* Questions
1) Answer these questions using the energy policy article:
(a) What period does the Inequality and Poverty Dashboard cover?
(b) What percentage of the policies studied will likely decrease poverty?
(c) What percentage of the energy policies put in place after COVID-19 provide both positive social and environmental impacts?
2) Decide whether each statement agrees with the energy policy article. Give yes or no for each, and quote the words that decide it.
(a) The dashboard looks at policies adopted by 30 governments.
(b) Incentives for electric vehicles tend to increase poverty.
(c) Without complementary social policies, up to 44% of the policies are likely to widen the gap between rich and poor.
3) Reproduce word for word the part of the energy policy article that opens with the words containing "The same policies" and closes with "for climate change.".

Quoted passage section start

Putting Poverty Alleviation and Inequality Reduction at the Heart of the Energy Transition
The best policies positively impact both the planet and its most vulnerable people. However, not all energy policies in place today—even those that can lower carbon emissions—also reduce poverty and inequality, and some can actually have the opposite effect. Governments must ensure negative social outcomes are avoided or offset by designing policies to take this into account and/or pairing them with measures that counteract any risks.
A new dashboard from IISD and ODI begins to unpack the many ways in which different energy policies can affect inequality and poverty. The Inequality and Poverty Dashboard assesses the likely impacts of more than a thousand energy policies from the Energy Policy Tracker, adopted by 30 governments in advanced, emerging, and developing economies as well as European institutions during the COVID-19 pandemic. It covers the period between January 2020 and November 2021.
How Do Energy Policies Affect Inequality and Poverty?
The relationship between the climate, poverty, and inequality outcomes of energy policies is complex.
First, there is no clear correlation between these policies’ environmental and social impacts. Both clean energy and fossil fuel policies can have negative or positive social outcomes depending on their design and implementation.
Second, the same policy can affect poverty and inequality differently. This is the case, for instance, when a policy provides economic support for lower-income groups, reducing poverty, but benefits higher-income groups even more, therefore widening the wealth gap. For example, incentives for electric vehicles and building retrofits tend to decrease poverty given that those sectors are highly labour intensive, but they are also likely to increase inequality, as wealthier groups can take advantage of the direct benefits of these incentives more easily.
And third, context matters: for example, national circumstances such as average household energy spending, car ownership rates, and how much of a country’s job market is made up of informal employment can greatly affect the direction and magnitude of the social outcomes stemming from energy policies.
Our analysis finds that energy policies implemented during the pandemic by the above-mentioned governments and institutions are likely to reduce poverty more significantly than inequality: 60% of these policies will likely decrease poverty while only 11% are likely to decrease inequality.
The same policies also carry a higher risk of increasing inequality instead of poverty: without complementary social policies, up to 44% of these policies are likely to increase the gap between rich and poor. This illustrates that governments focused mostly on immediate, untargeted relief to households and industries during the pandemic without consistently accounting for how impacts would be distributed across different economic groups.
Pursuing a Triple Win
As governments ramp up climate action, they must aim to enact energy policies that benefit the climate, poverty, and inequality: a triple win. This is critical because, as well as hindering socio-economic development, unchecked inequality can lower public support for the energy transition by putting the highest costs of climate mitigation on lower-income groups, who are those least responsible for climate change.
Only 13% of energy policies put in place after COVID-19 by the governments and institutions we studied provide both positive social and environmental impacts. The good news is that this means governments have a massive opportunity to increase these kinds of policies, such as those supporting energy efficiency in social housing.
Other clean energy policies should still be designed with social factors in mind, such as by targeting support to lower-income households and workers, involving local communities in decision-making processes, or making industry support conditional on decent work principles. Similarly, governments should embed energy policies within a broader set of social policies. This includes, for instance, developing retraining schemes for lower-income and sunset industry workers and using the revenues from carbon or energy taxes to increase social benefits.

Quoted passage section end
Exercise data section start

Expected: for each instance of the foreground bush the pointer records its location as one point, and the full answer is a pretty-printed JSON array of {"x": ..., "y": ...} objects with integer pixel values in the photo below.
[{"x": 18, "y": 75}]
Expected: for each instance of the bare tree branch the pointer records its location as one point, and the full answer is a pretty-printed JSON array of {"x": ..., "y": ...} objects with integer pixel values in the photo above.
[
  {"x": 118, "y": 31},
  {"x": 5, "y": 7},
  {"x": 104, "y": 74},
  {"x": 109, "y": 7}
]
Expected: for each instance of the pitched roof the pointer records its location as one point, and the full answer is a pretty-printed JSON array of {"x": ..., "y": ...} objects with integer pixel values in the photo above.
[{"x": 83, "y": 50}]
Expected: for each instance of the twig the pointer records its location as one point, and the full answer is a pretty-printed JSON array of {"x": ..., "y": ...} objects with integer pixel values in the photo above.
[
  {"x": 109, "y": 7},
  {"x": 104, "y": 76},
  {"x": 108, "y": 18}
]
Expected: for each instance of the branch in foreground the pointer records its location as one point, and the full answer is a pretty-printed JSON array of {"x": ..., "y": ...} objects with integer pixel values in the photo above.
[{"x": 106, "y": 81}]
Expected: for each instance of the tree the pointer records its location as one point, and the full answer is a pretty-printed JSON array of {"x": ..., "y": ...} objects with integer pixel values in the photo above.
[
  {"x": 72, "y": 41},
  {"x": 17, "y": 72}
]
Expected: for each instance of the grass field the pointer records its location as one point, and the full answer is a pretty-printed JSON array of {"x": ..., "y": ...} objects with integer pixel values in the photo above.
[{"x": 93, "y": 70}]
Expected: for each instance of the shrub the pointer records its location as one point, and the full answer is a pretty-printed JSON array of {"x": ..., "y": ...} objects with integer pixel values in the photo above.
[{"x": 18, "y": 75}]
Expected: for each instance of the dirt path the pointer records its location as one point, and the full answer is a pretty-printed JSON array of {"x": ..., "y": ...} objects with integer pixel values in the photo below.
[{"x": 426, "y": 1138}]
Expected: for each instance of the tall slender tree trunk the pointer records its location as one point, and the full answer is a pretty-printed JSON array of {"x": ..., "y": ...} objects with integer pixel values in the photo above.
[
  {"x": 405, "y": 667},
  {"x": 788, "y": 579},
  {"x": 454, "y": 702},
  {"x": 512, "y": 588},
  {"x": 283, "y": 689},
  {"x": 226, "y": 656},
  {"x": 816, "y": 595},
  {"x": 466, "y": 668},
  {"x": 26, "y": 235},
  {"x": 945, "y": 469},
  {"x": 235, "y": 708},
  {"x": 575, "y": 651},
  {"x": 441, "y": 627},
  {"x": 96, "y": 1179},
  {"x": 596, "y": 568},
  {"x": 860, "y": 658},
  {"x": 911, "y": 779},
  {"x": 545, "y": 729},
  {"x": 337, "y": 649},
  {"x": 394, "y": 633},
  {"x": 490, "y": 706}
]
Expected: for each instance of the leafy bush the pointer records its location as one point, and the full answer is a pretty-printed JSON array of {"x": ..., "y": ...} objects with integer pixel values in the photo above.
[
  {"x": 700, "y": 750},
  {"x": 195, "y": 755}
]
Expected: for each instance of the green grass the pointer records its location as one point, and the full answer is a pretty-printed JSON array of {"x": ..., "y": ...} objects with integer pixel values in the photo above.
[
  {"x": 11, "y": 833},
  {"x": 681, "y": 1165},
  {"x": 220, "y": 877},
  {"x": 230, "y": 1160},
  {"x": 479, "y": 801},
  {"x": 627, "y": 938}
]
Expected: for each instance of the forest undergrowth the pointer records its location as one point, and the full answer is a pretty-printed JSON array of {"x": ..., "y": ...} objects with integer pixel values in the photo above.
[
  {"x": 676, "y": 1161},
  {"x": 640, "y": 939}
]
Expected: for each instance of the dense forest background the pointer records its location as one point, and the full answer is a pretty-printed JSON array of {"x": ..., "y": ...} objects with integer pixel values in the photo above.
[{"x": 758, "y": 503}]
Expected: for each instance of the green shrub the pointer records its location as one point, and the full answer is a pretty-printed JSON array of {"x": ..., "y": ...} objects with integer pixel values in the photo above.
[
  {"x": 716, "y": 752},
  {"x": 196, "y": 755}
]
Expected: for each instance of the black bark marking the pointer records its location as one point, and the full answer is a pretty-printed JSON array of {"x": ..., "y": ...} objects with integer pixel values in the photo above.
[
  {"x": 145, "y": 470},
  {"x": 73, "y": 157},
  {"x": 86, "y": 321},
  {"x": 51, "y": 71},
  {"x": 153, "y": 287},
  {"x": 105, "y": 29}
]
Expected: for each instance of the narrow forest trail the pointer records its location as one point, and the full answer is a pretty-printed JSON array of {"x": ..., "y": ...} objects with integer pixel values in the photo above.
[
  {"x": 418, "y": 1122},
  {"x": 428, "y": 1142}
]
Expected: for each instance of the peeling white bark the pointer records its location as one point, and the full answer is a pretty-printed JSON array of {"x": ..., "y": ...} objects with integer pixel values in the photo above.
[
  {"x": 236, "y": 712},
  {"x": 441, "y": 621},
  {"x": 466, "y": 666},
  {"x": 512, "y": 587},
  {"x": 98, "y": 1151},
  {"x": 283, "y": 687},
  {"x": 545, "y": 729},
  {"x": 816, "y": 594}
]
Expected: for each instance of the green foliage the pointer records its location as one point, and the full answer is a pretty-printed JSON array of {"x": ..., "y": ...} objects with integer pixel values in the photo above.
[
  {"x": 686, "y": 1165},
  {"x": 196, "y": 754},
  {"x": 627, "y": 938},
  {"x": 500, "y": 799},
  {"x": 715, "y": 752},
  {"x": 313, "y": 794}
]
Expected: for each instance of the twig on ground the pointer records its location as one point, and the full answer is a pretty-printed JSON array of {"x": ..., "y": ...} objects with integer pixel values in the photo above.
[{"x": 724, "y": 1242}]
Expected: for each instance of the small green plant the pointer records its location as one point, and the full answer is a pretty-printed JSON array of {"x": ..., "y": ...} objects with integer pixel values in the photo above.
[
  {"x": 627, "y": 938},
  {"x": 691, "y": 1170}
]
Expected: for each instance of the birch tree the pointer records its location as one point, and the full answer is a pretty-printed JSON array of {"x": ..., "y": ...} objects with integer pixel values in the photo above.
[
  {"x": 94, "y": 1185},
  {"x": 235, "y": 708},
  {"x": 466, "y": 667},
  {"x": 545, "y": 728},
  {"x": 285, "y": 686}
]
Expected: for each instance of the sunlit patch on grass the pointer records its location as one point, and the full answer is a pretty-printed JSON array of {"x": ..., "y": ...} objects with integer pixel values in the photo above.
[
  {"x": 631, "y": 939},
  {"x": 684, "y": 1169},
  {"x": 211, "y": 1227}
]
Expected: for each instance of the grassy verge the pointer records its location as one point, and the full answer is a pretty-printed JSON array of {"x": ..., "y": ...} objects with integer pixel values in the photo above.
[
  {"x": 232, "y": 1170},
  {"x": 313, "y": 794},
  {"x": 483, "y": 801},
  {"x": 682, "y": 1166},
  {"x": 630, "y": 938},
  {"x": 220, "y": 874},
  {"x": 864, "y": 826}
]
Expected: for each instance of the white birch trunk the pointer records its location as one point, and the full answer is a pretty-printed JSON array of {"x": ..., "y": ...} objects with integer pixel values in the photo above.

Exercise data section end

* Answers for the exercise
1)
(a) January 2020 to November 2021
(b) 60%
(c) 13%

2)
(a) Yes: "adopted by 30 governments in advanced, emerging, and developing economies as well as European institutions"
(b) No: "incentives for electric vehicles and building retrofits tend to decrease poverty"
(c) Yes: "without complementary social policies, up to 44% of these policies are likely to increase the gap between rich and poor"

3)
The same policies also carry a higher risk of increasing inequality instead of poverty: without complementary social policies, up to 44% of these policies are likely to increase the gap between rich and poor. This illustrates that governments focused mostly on immediate, untargeted relief to households and industries during the pandemic without consistently accounting for how impacts would be distributed across different economic groups.
Pursuing a Triple Win
As governments ramp up climate action, they must aim to enact energy policies that benefit the climate, poverty, and inequality: a triple win. This is critical because, as well as hindering socio-economic development, unchecked inequality can lower public support for the energy transition by putting the highest costs of climate mitigation on lower-income groups, who are those least responsible for climate change.